>>>>>

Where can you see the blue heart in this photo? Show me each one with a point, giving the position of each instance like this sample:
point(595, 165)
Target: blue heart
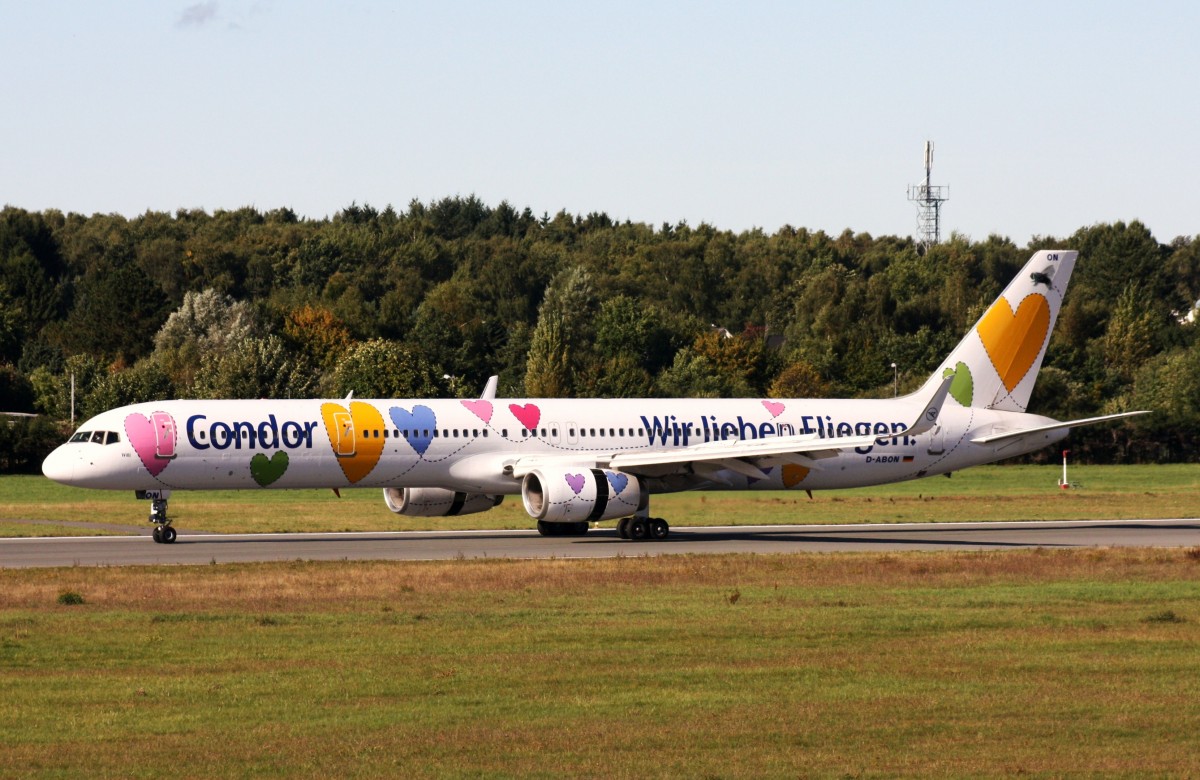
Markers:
point(618, 481)
point(415, 424)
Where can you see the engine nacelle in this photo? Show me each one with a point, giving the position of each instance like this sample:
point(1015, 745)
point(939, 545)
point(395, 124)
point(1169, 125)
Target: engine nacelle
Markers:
point(437, 502)
point(585, 495)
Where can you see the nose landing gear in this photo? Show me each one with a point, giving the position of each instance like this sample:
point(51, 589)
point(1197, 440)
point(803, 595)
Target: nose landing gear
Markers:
point(163, 533)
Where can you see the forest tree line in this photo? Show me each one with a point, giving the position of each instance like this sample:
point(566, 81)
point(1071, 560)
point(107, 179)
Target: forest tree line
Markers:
point(432, 300)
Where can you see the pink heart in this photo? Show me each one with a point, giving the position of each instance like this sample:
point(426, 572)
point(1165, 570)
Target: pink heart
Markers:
point(575, 481)
point(142, 436)
point(527, 415)
point(481, 409)
point(774, 407)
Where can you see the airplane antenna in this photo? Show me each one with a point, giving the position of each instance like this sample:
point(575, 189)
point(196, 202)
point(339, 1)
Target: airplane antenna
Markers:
point(929, 199)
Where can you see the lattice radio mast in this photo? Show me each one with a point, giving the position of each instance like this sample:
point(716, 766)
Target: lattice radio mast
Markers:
point(929, 201)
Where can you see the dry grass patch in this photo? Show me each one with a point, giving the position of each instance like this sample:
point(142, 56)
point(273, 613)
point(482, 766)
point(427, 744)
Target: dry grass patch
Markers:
point(911, 664)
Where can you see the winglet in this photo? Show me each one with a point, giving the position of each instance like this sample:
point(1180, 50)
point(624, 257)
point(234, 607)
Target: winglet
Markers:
point(931, 411)
point(490, 389)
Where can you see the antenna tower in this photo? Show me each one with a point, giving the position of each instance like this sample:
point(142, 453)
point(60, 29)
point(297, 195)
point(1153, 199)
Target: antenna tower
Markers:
point(929, 199)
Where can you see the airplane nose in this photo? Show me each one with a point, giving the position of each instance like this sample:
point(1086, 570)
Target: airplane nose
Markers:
point(59, 466)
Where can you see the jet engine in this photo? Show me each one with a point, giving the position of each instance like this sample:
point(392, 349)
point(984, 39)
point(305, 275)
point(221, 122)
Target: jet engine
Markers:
point(437, 502)
point(585, 495)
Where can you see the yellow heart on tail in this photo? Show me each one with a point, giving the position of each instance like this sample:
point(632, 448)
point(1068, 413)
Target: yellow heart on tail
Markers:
point(1014, 340)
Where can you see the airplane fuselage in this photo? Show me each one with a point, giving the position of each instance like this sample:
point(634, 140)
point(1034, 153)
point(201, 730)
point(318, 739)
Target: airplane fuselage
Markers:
point(471, 444)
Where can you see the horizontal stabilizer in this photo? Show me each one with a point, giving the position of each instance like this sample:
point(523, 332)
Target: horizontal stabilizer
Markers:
point(1072, 424)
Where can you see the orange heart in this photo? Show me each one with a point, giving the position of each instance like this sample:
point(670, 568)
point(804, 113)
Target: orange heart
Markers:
point(1014, 340)
point(357, 437)
point(793, 474)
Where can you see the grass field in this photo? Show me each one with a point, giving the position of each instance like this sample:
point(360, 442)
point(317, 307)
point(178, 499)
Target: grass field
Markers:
point(1043, 663)
point(983, 493)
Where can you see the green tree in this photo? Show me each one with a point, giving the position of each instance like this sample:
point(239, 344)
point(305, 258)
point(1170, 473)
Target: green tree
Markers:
point(205, 325)
point(256, 367)
point(382, 369)
point(562, 336)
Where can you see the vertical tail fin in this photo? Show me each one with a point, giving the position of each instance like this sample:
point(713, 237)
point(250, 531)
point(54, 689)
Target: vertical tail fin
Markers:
point(997, 363)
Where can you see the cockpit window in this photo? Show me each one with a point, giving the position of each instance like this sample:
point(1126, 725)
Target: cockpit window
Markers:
point(96, 437)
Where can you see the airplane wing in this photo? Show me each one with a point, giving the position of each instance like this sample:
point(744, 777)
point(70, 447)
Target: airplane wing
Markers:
point(1071, 424)
point(743, 456)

<<<<<

## PROMPT
Copy every item above line for line without any changes, and leave out the pictures.

## ANSWER TO THIS PROBLEM
Where can you see the blue heart in this photo? Show me each one with a point, giving the position of each instance like this sample:
point(595, 165)
Target: blue heart
Markers:
point(618, 481)
point(415, 424)
Where can you see the engine nacelle in this photo? Show me each one with a point, giving the position of each instance like this sample:
point(1015, 745)
point(939, 545)
point(395, 124)
point(1169, 125)
Target: engine nacelle
Markers:
point(437, 502)
point(585, 495)
Where can you see the nose landing gear in this photo? Show me each one with a point, giving the position of each instance like this sample:
point(51, 589)
point(1197, 440)
point(803, 595)
Target: nose landing gear
Markers:
point(163, 533)
Where can you see the forest tree line in this photo? Show me each one with a point, giving the position of each instance like this sample:
point(566, 81)
point(1071, 560)
point(107, 179)
Target: forest tree line
Markers:
point(432, 300)
Where can you see the pink heart in this photo? Show me each one with a point, giving the position of each instance like this sample:
point(426, 572)
point(1165, 570)
Target: pink heart
Markers:
point(575, 481)
point(142, 436)
point(527, 415)
point(481, 409)
point(774, 407)
Where can you see the airplane antenna in this photo? Show me each one with a point, giving the position of each instance like this sample:
point(575, 189)
point(196, 202)
point(339, 1)
Target: airplane antenna
Markers:
point(929, 199)
Where can you see the lattice radio mast in this photo? Show me each one with a point, giving the position of each instance like this sample:
point(716, 766)
Target: lattice radio mast
Markers:
point(929, 201)
Where can you see the dry grass patch in this photo? Show me each one with a point, giving the position of each instance like this sample:
point(142, 56)
point(273, 613)
point(482, 766)
point(427, 744)
Target: dry grass patch
Markers:
point(911, 664)
Where can you see the winglet in this photo? Show me each one with a point, giving the position of each instance like this sample:
point(1180, 50)
point(624, 257)
point(234, 607)
Target: winglet
Markers:
point(931, 411)
point(490, 389)
Where can you see the antenna tower in this photo? Show me each one with a point, giving the position of each instance like this sample:
point(142, 453)
point(60, 29)
point(297, 195)
point(1153, 199)
Target: antenna tower
Markers:
point(929, 199)
Where can you see the airplane nose in this photo? Show me each one with a point, giving the position of each instance like this sample:
point(1086, 570)
Target: airplane nose
Markers:
point(59, 466)
Where can you see the jet engine in this photo? Show me each one with a point, giving the position of each instance like this sample:
point(392, 349)
point(984, 39)
point(305, 275)
point(221, 122)
Target: jet engine
Markers:
point(437, 502)
point(585, 495)
Where can you see the yellow heart on tail in this photo? Show me each one with a point, giving the position of each instance like this sample:
point(632, 448)
point(1068, 413)
Target: yellow heart on tail
Markers:
point(1014, 340)
Where can you see the airplane fuselage in this photo? Show me each one with a point, giving the position of each instance like this sample:
point(634, 140)
point(1034, 153)
point(201, 730)
point(318, 739)
Target: airplane fuselage
Markers:
point(471, 444)
Where can you see the horizontal stabilizer in this photo? Show me each one with a point, giving the position of each instance like this sample:
point(523, 332)
Target: horizontal stabilizer
Markers:
point(1072, 424)
Where can you see the orange heart in this photo? Show me each one with a point, giving the position of each instance like this sample:
point(670, 568)
point(804, 113)
Target: orange heart
Markers:
point(1014, 340)
point(357, 437)
point(793, 474)
Where can you see the grass field in this photo? Show me each one with a point, giving the position of each instance like this sample:
point(360, 442)
point(317, 307)
point(178, 499)
Target: grass field
Markers:
point(1043, 663)
point(983, 493)
Where can you see the green tree in this photo? Show me each one with a point, giving the position of each instance like this sample:
point(239, 344)
point(305, 258)
point(1170, 473)
Target: green tree
Markers:
point(205, 325)
point(256, 367)
point(382, 369)
point(562, 336)
Where can you see the vertical tail fin in this photo? Show me each one with a point, giving the position of each instance like this sample:
point(713, 237)
point(250, 531)
point(54, 689)
Target: vertical tail fin
Markers:
point(997, 363)
Where can you see the cockpit window in this photo? Show me each one with a point, giving the position of each instance like this sample:
point(1126, 725)
Target: cockpit window
Markers:
point(96, 437)
Where can you see the airplane wing in this photo? Show me each one with a point, giving the position of each instance like this sample:
point(744, 777)
point(70, 447)
Target: airplane wing
Markers:
point(1071, 424)
point(743, 456)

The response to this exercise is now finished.